Goal
Retype everything from "I have a condition" down to "now tuck in." in the essay on purple below, keeping every word and punctuation mark unchanged.

Excerpt provided
———

Stop everything!
I have a condition that you must follow before you read any further, before you consume what I’ve prepared in any form. Respond to the following.
Purple.
What does that mean to you?
When was the last time you saw something purple?
Do you know what it feels like? Can you describe it? Does it have any particular flavour? Nibble on these prompts, I’ll wait.
…
Stay with these thoughts, and now tuck in.
My day was purple. I am wearing it. It has followed me throughout the day. I’ve encountered it in unusual places. Under my foot as a wrapper. At home. Now, at the dining table and on my computer screen as a light-hued circle with an ‘H’ as I finger edits into my own work. Most strikingly, it found me, moist, supple, yet firm, under a banana leaf, deep as a jamun and sweet on the tongue.
I am pursued by purple. However, my essay is not about the colour purple or, as we call it in Tamil, Ūtā. Neither is it about things that are purple. Rather, it is the possibilities that it invokes — of encounters, flavours, places, textures, identity, histories, moments and memories.

———

Records provided

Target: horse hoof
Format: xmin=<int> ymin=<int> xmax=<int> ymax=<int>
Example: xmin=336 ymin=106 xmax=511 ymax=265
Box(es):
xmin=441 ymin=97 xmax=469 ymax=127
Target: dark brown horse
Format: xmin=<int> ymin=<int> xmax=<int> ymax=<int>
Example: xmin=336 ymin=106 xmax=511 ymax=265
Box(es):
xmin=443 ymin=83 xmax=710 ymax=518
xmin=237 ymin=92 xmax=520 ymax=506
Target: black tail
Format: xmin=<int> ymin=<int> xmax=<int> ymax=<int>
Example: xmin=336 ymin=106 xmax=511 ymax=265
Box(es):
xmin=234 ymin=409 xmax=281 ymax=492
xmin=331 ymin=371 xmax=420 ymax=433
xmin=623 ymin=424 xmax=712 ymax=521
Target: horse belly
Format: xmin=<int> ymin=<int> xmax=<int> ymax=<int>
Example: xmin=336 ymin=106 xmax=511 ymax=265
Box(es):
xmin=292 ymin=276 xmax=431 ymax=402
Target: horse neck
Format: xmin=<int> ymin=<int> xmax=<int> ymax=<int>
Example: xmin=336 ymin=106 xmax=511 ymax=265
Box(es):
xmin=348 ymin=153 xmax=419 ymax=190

———

Correct output
I have a condition that you must follow before you read any further, before you consume what I’ve prepared in any form. Respond to the following.
Purple.
What does that mean to you?
When was the last time you saw something purple?
Do you know what it feels like? Can you describe it? Does it have any particular flavour? Nibble on these prompts, I’ll wait.
…
Stay with these thoughts, and now tuck in.